### GIVEN DATA
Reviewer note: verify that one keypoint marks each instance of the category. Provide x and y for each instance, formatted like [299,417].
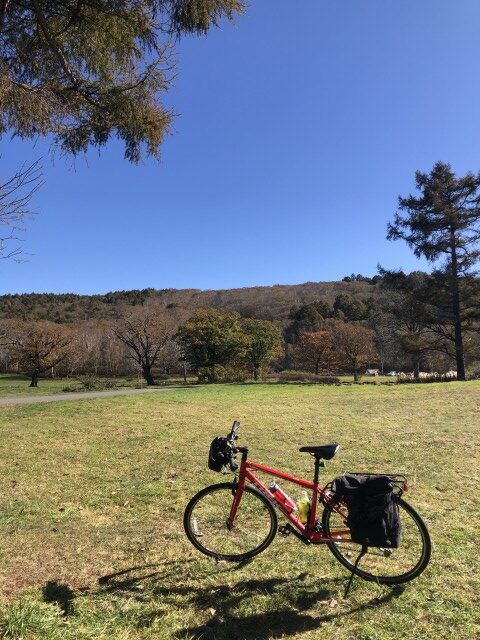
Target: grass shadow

* * *

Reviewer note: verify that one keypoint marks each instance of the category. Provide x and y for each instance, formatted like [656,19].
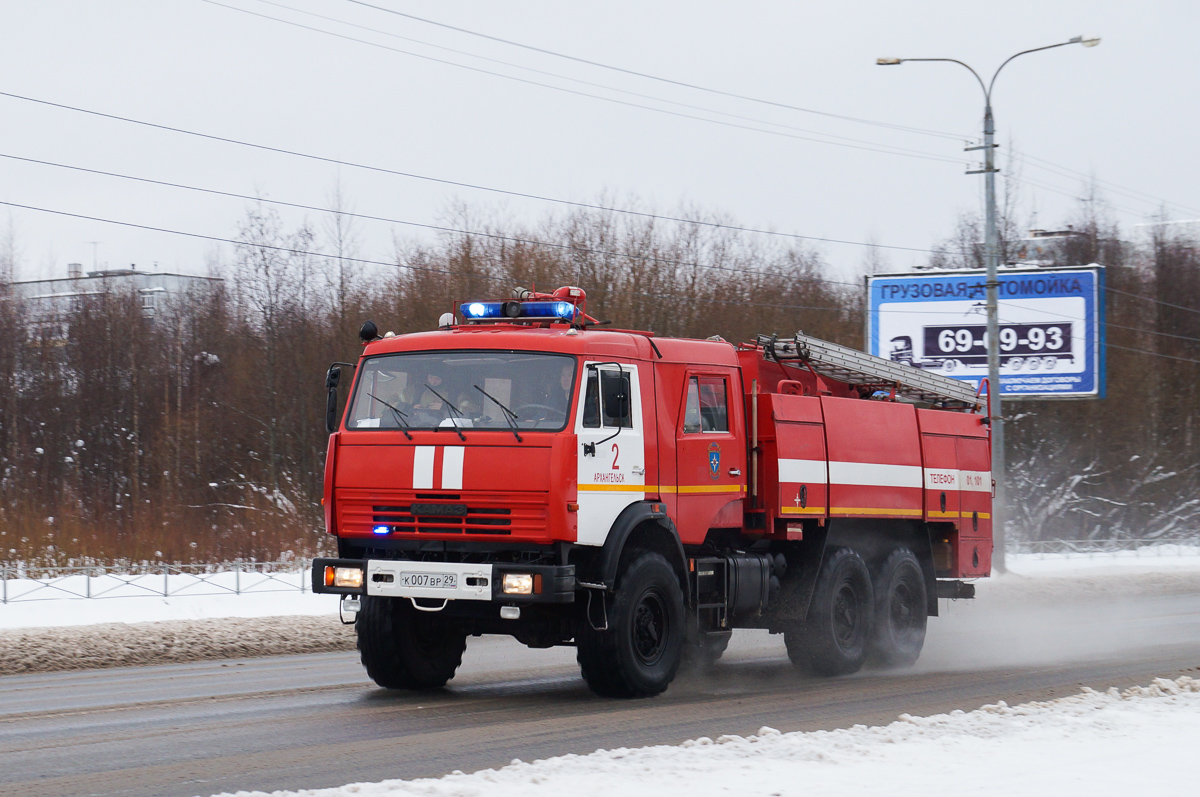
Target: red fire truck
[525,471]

...

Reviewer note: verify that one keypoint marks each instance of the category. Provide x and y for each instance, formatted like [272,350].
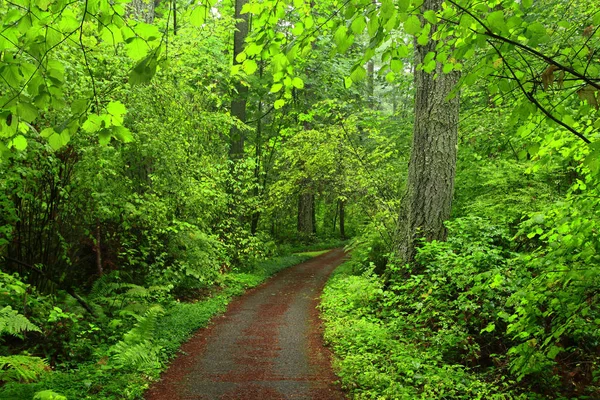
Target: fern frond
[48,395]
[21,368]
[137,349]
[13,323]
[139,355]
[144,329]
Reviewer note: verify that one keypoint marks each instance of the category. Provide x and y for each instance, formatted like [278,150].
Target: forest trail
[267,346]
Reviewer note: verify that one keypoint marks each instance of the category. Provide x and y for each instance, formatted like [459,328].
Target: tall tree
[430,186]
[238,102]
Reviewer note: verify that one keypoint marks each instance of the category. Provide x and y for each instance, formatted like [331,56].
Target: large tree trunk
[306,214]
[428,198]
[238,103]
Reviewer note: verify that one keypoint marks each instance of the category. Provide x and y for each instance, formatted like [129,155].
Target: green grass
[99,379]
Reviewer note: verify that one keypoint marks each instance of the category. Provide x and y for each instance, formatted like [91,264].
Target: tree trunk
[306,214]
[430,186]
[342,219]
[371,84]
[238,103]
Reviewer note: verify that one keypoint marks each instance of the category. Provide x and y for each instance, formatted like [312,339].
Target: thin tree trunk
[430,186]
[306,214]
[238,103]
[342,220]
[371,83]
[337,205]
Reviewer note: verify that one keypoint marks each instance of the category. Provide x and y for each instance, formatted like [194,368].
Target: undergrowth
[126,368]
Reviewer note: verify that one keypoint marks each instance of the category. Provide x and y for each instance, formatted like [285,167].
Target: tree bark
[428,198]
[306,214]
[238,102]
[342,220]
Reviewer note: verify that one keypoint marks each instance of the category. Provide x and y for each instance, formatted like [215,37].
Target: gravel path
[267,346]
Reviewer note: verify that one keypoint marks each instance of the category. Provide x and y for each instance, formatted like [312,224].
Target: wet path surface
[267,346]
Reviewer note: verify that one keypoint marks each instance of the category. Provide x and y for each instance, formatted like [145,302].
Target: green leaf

### THE PROBLEM
Copy the listing from the line with "formatted like [299,417]." up to and including the line with "Target: grass shadow". Omit the picture.

### SOLVED EXERCISE
Reviewer note: verify that one keypoint marks each instance of the category. Provide x and y for each instance, formatted like [299,417].
Target: grass shadow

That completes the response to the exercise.